Task details – The records come next. Copy all of them exactly.
=== Data provided ===
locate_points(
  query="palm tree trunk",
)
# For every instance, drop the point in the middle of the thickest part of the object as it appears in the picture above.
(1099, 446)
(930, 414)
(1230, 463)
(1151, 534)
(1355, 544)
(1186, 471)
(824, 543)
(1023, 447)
===
Answer for the task –
locate_points(
  query="palm tree trunk",
)
# For every instance, drop the point in the middle of the thickest part of the object as it appears in the picture above.
(1099, 446)
(930, 414)
(1230, 463)
(1151, 534)
(1355, 544)
(1186, 471)
(824, 543)
(1023, 447)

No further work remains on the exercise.